Data provided
________

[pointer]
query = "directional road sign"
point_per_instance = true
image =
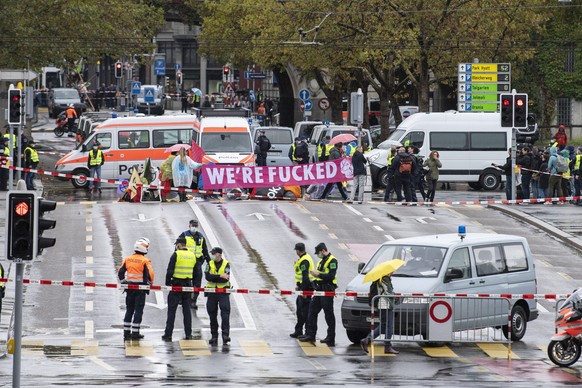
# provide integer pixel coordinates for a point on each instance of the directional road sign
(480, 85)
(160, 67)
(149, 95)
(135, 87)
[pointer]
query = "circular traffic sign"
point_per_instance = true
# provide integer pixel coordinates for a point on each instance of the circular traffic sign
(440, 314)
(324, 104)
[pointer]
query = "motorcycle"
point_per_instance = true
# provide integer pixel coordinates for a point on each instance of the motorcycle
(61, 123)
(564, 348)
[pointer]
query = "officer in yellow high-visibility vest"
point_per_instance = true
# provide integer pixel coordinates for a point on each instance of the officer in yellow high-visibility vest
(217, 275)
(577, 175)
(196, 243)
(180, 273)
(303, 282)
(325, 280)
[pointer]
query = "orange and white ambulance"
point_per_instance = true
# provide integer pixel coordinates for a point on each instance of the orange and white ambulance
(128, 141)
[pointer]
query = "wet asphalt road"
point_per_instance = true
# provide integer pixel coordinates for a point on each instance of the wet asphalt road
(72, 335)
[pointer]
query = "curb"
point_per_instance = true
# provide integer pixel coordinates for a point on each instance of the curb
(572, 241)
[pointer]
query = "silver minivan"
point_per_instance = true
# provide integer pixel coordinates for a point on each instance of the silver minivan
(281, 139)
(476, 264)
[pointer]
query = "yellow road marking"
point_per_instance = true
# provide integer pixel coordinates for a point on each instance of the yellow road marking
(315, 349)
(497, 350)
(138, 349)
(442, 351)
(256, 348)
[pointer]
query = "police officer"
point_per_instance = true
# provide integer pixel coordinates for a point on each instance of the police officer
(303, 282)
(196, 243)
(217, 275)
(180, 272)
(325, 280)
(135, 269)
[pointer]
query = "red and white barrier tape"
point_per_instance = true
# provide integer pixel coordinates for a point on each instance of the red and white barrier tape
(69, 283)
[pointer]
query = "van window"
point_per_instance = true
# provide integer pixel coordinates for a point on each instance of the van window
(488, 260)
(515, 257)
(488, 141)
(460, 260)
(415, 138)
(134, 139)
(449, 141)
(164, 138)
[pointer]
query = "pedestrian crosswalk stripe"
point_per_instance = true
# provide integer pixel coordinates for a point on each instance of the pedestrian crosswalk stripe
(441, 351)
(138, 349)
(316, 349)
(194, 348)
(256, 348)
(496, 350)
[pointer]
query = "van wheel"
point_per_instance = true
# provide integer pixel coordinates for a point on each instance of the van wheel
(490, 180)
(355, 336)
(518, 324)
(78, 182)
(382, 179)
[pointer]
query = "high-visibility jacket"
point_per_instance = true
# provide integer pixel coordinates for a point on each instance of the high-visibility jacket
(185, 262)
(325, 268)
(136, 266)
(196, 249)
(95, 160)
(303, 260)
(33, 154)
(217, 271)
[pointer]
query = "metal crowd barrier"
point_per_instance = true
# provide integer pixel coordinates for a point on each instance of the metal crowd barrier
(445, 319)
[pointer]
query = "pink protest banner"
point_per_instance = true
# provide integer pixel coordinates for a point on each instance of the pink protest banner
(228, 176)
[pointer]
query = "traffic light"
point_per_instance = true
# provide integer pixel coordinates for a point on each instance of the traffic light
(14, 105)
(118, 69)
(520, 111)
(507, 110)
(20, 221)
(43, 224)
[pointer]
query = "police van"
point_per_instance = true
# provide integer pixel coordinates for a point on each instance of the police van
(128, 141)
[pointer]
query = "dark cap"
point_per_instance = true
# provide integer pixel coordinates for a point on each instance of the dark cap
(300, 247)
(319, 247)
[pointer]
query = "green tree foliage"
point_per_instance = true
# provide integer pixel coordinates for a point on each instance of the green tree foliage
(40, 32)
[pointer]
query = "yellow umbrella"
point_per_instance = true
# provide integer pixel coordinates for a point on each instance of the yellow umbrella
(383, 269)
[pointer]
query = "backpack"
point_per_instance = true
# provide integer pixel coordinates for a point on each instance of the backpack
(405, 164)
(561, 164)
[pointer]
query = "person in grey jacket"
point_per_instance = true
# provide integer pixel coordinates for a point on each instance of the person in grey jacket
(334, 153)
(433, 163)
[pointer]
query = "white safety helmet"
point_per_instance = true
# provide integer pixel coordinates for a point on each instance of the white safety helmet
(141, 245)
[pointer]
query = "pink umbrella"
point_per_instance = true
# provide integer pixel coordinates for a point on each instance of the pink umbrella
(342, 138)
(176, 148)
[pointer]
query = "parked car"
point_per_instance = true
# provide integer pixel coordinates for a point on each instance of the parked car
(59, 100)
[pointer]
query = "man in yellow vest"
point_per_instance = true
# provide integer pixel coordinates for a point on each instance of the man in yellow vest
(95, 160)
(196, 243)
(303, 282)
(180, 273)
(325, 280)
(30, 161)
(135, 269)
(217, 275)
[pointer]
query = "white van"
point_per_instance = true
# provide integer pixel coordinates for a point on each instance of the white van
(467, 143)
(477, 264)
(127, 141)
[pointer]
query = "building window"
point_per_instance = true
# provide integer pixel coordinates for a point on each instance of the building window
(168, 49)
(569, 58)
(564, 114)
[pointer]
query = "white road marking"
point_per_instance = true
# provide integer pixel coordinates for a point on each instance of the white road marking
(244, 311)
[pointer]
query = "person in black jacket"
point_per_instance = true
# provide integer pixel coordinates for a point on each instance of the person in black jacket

________

Leaving the images out, return every record exactly.

Answer box
[pointer]
query = "directional road sign"
point_per_instance = true
image =
# provide integer pixel coordinates for a point on each instance of the directional road sign
(480, 85)
(160, 67)
(149, 95)
(135, 87)
[pointer]
query = "circular traffic sign"
point_per_instance = true
# provide integer pixel coordinates for a point on each instance of the circular traffic sign
(440, 314)
(324, 104)
[pointer]
query = "motorcycle"
point_per_instance = true
# provide integer pixel coordinates for a point on each instance of the motorcycle
(61, 123)
(564, 348)
[pointer]
query = "officer in yellow high-visibility vest"
point_per_instance = true
# provide integer pixel coordinates for a point on each instance of the officer in yellow high-visibility vest
(217, 275)
(577, 175)
(196, 243)
(180, 273)
(303, 282)
(325, 280)
[pointer]
query = "orange and white ambulance"
point_per_instance = true
# provide integer pixel coordinates for a point on each instance of the orange and white ambulance
(128, 141)
[pointer]
query = "wet asphalt road"
point_per_instance = true
# provide integer pixel coordinates for a point on each instance of the wet asphalt road
(72, 335)
[pointer]
query = "curb"
point_per_instance = true
# provide integer pixel coordinates for a point on each instance of the curb
(572, 241)
[pointer]
query = "silver minivan"
point_per_instance = true
# provide integer pixel coordinates for a point on each instance of the silver minivan
(281, 139)
(476, 264)
[pointer]
query = "yellow road marking"
point_per_instance = true
# provide integer pixel coordinates for a point on each instance of the yellow road marking
(315, 349)
(497, 350)
(138, 349)
(442, 351)
(256, 348)
[pointer]
query = "police officer"
point_per_instance = true
# provide integer pixel coordinates for a point on each instance of the police officer
(303, 282)
(196, 243)
(217, 275)
(180, 272)
(325, 280)
(135, 269)
[pointer]
query = "red and white barrier tape"
point_per_instance = true
# provide integer pixel coordinates for a point on each instance of the red and white barrier tape
(69, 283)
[pointer]
query = "van window"
point_per_instance = true
# provide integer pixel coordinates for a point on each instance of the van window
(488, 260)
(515, 257)
(488, 141)
(460, 260)
(415, 138)
(134, 139)
(449, 141)
(164, 138)
[pointer]
query = "pedestrian crosswalk stripe"
point_per_instance = true
# provide integer pixel coordinates for a point on each instance of the pedestrian crosswalk stripe
(441, 351)
(138, 349)
(316, 349)
(194, 348)
(256, 348)
(496, 350)
[pointer]
query = "van wheel"
point_per_instance = true
# provide integer pixel coordinates for a point on each instance of the van wheel
(490, 180)
(355, 336)
(518, 324)
(78, 182)
(382, 179)
[pointer]
query = "high-visibility jacket"
point_per_instance = true
# provide integer pixel coordinates for a point on each instance of the high-visibility jacket
(185, 262)
(325, 268)
(136, 266)
(196, 249)
(95, 160)
(303, 260)
(33, 154)
(217, 271)
[pointer]
query = "metal crowd barrier"
point_per_instance = true
# provide integer pixel coordinates for a point on each instance of the metal crowd barrier
(445, 319)
[pointer]
query = "pink protest banner"
point_per_instance = true
# provide integer pixel coordinates for a point on each instance of the pink protest banner
(228, 176)
[pointer]
query = "traffic light"
point_per_instance = true
# provide integer pixel coordinates for a point on each instance of the traffic light
(14, 105)
(118, 69)
(520, 111)
(507, 110)
(20, 221)
(43, 224)
[pointer]
query = "police van"
point_per_instance = true
# provide integer pixel coordinates for a point on each instance of the police van
(128, 141)
[pointer]
query = "dark cap"
point_per_instance = true
# provide integer pixel coordinates for a point on each instance of the dark cap
(300, 247)
(319, 247)
[pointer]
query = "green tree foliage"
point_per_instance = true
# provide integer pixel coordinates for a point on each instance of the green tree foliage
(40, 32)
[pointer]
query = "yellow umbrella"
point_per_instance = true
# provide integer pixel coordinates for a point on each instance of the yellow umbrella
(383, 269)
[pointer]
query = "backpack"
point_per_instance = true
# provide integer pixel coordinates for a point on each instance of the backpack
(405, 164)
(561, 164)
[pointer]
query = "person in grey jacket"
point_per_instance = true
# provide integer pixel coordinates for a point on each instance of the person in grey jacket
(334, 153)
(433, 163)
[pointer]
query = "white safety helmet"
point_per_instance = true
# provide integer pixel coordinates for a point on each instance of the white safety helmet
(141, 245)
[pointer]
query = "pink umbrella"
point_per_instance = true
# provide integer pixel coordinates for a point on each instance of the pink umbrella
(342, 138)
(176, 148)
[pointer]
query = "parked car"
point_per_instance = true
# provide integer pixel coordinates for a point on each instance of the parked car
(59, 100)
[pointer]
query = "man in yellow vest"
point_per_instance = true
# provide integer pixel coordinates for a point on each instance of the man in yellow vest
(95, 160)
(196, 243)
(303, 282)
(180, 273)
(325, 280)
(30, 161)
(135, 269)
(217, 275)
[pointer]
query = "white van"
point_per_instance = true
# provide integer pixel coordinates for a point on each instance of the white van
(467, 143)
(477, 264)
(127, 141)
[pointer]
query = "building window"
point_per_instance = true
# provide integer pixel coordinates for a point on each instance of the building window
(168, 49)
(569, 58)
(564, 114)
[pointer]
query = "white road marking"
point_per_instance = true
# provide integer pixel coordinates for a point on each instance of the white road marking
(244, 311)
[pointer]
query = "person in black jacket"
point_per_instance = true
# provide integer pixel coordinates for a point on each instance of the person in black jacket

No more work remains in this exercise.